**Exercise brief:**
Hunt through the entries for the word "flower" and copy each line in which it appears.

^^^^^^^^

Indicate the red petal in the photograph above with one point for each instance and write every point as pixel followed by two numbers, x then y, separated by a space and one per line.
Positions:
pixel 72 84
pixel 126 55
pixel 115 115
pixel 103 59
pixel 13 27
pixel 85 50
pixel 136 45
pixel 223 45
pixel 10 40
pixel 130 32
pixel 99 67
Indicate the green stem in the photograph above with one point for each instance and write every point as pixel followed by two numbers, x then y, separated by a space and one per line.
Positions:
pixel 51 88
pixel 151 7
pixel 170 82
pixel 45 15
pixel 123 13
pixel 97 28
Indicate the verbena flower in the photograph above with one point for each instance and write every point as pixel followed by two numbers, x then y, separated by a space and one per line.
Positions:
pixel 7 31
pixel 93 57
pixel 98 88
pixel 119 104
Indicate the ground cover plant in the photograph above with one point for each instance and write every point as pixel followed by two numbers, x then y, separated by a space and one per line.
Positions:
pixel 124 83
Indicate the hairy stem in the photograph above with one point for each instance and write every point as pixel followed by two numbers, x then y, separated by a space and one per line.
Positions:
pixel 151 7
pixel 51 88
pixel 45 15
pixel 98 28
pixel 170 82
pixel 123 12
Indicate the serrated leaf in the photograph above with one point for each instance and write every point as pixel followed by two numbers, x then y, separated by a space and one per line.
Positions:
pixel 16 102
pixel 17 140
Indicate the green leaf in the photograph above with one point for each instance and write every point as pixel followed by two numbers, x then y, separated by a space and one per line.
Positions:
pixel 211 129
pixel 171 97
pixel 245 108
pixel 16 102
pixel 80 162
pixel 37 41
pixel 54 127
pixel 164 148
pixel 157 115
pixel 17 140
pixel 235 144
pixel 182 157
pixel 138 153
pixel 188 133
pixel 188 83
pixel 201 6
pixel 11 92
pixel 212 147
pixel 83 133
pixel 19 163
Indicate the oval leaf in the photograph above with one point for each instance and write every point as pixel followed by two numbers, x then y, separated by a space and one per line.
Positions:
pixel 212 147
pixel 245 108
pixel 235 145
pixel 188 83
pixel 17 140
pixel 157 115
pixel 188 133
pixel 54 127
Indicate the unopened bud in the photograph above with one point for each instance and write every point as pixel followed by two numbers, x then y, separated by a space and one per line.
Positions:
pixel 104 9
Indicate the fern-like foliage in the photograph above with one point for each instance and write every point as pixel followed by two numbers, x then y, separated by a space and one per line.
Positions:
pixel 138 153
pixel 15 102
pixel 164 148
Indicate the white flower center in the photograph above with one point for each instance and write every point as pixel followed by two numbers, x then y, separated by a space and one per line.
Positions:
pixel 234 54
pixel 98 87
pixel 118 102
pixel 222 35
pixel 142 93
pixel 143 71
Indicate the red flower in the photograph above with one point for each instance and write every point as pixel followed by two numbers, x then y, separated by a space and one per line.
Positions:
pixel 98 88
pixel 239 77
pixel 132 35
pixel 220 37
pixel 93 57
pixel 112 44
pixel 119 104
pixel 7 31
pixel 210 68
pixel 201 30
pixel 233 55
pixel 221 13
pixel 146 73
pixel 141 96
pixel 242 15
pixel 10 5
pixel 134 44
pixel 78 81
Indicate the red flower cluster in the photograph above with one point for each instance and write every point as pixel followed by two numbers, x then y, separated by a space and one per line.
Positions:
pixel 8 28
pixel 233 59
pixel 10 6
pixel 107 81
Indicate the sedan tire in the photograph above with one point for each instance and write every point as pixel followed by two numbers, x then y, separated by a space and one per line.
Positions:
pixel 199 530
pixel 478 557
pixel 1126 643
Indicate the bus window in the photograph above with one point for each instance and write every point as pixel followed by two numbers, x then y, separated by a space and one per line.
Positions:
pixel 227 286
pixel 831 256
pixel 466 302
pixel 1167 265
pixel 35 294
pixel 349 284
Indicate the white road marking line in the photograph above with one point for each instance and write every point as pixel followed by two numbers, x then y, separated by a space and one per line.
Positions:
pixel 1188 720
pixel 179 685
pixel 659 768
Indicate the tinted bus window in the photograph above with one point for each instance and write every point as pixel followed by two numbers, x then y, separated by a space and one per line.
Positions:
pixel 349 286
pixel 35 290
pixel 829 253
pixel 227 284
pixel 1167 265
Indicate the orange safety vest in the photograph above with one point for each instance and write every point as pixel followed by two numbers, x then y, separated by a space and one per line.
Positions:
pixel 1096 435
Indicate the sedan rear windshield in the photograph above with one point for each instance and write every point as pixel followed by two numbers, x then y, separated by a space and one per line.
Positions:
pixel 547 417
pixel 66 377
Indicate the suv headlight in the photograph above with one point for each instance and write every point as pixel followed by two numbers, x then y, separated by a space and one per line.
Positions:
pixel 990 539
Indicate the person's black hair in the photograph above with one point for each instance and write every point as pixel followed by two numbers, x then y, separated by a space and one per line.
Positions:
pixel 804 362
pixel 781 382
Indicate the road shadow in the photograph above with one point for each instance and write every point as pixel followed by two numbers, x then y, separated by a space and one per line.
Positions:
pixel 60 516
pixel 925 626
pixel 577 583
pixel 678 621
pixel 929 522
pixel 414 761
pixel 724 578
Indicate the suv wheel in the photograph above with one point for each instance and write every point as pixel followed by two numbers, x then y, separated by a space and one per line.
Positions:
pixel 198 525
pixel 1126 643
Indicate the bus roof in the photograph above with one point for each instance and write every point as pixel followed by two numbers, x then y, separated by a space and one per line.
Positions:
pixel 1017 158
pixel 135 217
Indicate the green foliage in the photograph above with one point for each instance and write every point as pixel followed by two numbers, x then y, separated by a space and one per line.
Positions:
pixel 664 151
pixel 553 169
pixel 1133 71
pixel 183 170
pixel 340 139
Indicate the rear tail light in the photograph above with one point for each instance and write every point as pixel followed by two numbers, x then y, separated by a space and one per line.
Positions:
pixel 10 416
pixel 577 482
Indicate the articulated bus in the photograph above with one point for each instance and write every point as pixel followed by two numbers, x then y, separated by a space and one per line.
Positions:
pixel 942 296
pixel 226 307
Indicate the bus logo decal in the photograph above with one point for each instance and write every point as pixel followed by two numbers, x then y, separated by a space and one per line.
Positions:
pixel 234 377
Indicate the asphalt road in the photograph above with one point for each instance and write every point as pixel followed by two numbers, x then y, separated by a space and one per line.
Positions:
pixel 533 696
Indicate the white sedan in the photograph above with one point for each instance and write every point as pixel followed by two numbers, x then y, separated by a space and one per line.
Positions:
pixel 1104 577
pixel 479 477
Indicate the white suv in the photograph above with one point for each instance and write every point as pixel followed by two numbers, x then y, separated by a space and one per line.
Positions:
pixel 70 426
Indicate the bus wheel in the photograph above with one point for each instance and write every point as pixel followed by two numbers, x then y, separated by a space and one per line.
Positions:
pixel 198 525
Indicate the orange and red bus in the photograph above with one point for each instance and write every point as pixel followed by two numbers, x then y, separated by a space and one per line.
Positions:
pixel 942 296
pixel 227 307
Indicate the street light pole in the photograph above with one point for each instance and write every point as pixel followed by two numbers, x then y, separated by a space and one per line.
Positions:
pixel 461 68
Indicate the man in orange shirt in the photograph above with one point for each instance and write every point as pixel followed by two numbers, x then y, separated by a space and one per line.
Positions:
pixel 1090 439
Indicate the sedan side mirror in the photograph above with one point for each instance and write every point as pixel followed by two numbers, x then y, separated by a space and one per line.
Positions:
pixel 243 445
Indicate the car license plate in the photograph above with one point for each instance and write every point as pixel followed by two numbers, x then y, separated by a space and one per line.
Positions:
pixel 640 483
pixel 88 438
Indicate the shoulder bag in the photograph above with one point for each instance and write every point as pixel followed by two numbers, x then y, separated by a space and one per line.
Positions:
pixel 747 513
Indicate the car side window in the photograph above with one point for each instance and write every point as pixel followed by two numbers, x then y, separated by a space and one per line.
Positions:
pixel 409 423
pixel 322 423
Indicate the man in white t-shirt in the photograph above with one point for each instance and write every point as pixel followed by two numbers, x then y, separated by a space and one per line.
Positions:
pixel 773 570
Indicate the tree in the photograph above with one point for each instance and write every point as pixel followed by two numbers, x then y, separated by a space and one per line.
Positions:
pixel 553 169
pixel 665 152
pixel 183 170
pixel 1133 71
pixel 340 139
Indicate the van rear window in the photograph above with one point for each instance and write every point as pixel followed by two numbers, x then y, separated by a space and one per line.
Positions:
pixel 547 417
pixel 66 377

^^^^^^^^

**Task answer:**
Indicate the verbena flower in the photograph above with one point for each instance and write every point as pixel followed by two numbers, x then y, separated by a space and one per line.
Indicate the white flower center in the photograph above with one point for each instance and write every point as pixel followed by two numbers, x then y, separated by a space and one per line.
Indicate the red flower in the photograph above with one point for each instance and write every point as pixel followed by two numbers, x then y, separated by a space and one per line.
Indicate the red flower cluster in the photograph above with one point for each instance and write every point as pixel followed by two numbers, x then y, separated by a space and one per line.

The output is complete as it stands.